ACTIONS TO TAKE:
1 – List every field of study named in the male studies article whose name ends in the word "studies."
2 – According to the male studies article, what makes male studies different from men's studies? Answer in one to three sentences.

SUPPLIED PASSAGE:
===============

Watch out women's studies, here comes male studies

Not to be confused with men's studies, this new academic discipline is determined to take down feminism

Published April 9, 2010 11:01AM (EDT)

This week, a group of scholars gathered at a conference to plan for a new academic discipline: male studies. Women have women's studies, and now men will have men's studies -- fair enough, right? Only, men's studies already exists; it has for some 30 years. This male studies movement is an entirely different beast, and one that is not particularly fond of feminist theory. 

Inside Higher Ed reports that the discipline will be dedicated to "exploring the triumphs and struggles of the XY-chromosomed of the human race -- without needing to contextualize their ideas as being one half of a male-female binary or an offshoot of feminist theory." Paul Nathanson, a religious studies researcher at McGill University, tells Higher Ed that "the institutionalization of misandry" is "being generated by feminists," although he generously adds, "not all feminists." Lionel Tiger, an anthropology professor at Rutgers University and the chair of the men's studies symposium, calls feminism "a well-meaning, highly successful, very colorful denigration of maleness as a force, as a phenomenon."

From this perspective, feminism is the mortal enemy of maleness; like Tom and Jerry, these things are driven by a desire for the other's destruction. Here the difference between male studies and men's studies becomes clear: Men's studies, like women's studies, is an offshoot of gender studies. It's influenced by feminism but is grounded in a critical exploration of the social and biological differences between men and women. Male studies claims to do the same thing, only its proponents have a stated vendetta against feminism.

===============

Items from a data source
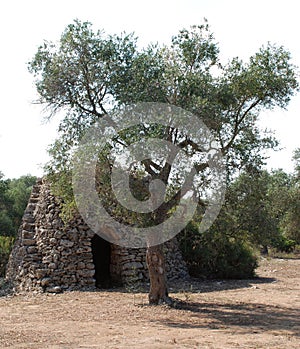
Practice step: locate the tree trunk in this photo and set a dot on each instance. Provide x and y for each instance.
(158, 282)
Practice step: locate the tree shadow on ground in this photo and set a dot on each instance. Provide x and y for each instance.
(248, 317)
(204, 286)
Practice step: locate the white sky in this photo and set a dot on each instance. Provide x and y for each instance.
(240, 27)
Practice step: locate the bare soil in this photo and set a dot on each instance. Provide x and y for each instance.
(259, 313)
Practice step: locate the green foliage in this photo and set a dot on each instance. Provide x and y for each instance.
(215, 255)
(88, 73)
(6, 243)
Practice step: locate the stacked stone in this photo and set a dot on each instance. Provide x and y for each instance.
(51, 256)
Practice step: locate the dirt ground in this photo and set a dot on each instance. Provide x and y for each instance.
(260, 313)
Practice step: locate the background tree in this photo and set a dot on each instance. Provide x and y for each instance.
(87, 74)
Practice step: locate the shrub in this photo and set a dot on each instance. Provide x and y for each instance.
(6, 243)
(215, 255)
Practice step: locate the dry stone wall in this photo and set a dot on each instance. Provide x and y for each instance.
(51, 256)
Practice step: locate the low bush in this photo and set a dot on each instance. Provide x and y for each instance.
(215, 255)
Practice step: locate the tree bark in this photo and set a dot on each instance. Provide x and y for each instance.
(158, 293)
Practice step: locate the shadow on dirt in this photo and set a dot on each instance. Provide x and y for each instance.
(246, 317)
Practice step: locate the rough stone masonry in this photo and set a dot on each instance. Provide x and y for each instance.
(51, 256)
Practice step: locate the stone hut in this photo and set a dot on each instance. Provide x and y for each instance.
(51, 256)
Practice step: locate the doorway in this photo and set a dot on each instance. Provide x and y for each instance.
(101, 251)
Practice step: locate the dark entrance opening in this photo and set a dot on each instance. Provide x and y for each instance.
(101, 257)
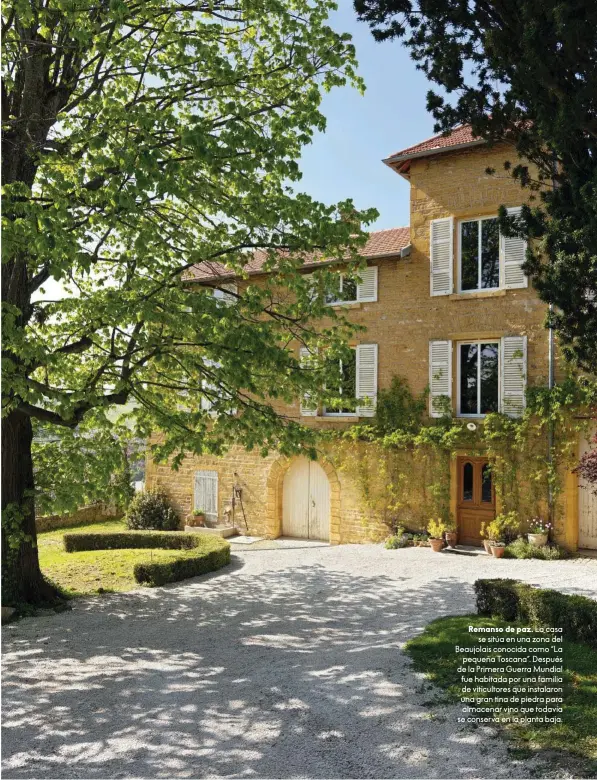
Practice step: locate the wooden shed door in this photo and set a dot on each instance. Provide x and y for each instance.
(306, 501)
(476, 499)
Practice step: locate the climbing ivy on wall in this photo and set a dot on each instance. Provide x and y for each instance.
(401, 461)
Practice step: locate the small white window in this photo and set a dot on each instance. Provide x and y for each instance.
(347, 390)
(226, 292)
(352, 291)
(206, 493)
(346, 293)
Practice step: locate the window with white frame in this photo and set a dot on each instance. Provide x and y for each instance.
(479, 254)
(478, 378)
(486, 258)
(347, 390)
(346, 291)
(205, 494)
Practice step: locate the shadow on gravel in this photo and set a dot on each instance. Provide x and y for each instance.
(284, 674)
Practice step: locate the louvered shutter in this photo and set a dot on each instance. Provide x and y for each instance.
(367, 287)
(514, 371)
(441, 254)
(366, 379)
(206, 493)
(440, 375)
(308, 407)
(513, 252)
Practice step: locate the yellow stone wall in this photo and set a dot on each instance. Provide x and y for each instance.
(402, 322)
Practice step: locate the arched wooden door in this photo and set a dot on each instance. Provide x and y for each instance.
(306, 501)
(476, 499)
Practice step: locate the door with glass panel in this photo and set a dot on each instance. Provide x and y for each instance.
(476, 499)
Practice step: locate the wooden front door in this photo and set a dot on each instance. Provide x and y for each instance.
(476, 499)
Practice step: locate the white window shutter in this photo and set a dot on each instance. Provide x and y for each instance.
(514, 375)
(367, 287)
(441, 253)
(308, 407)
(440, 375)
(366, 379)
(206, 493)
(513, 252)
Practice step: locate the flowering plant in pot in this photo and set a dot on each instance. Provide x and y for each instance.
(538, 532)
(485, 536)
(451, 534)
(436, 529)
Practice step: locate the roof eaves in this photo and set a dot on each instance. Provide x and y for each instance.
(390, 161)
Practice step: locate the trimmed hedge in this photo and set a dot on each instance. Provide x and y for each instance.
(194, 558)
(159, 573)
(122, 540)
(516, 601)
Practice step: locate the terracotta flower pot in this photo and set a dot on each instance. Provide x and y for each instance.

===============

SOLVED PROBLEMS:
1 – Women's studies, men's studies, male studies, gender studies, religious studies

2 – Men's studies, like women's studies, is an offshoot of gender studies that is influenced by feminism and grounded in a critical exploration of social and biological differences between men and women. Male studies claims to do the same thing, but its proponents have a stated vendetta against feminism.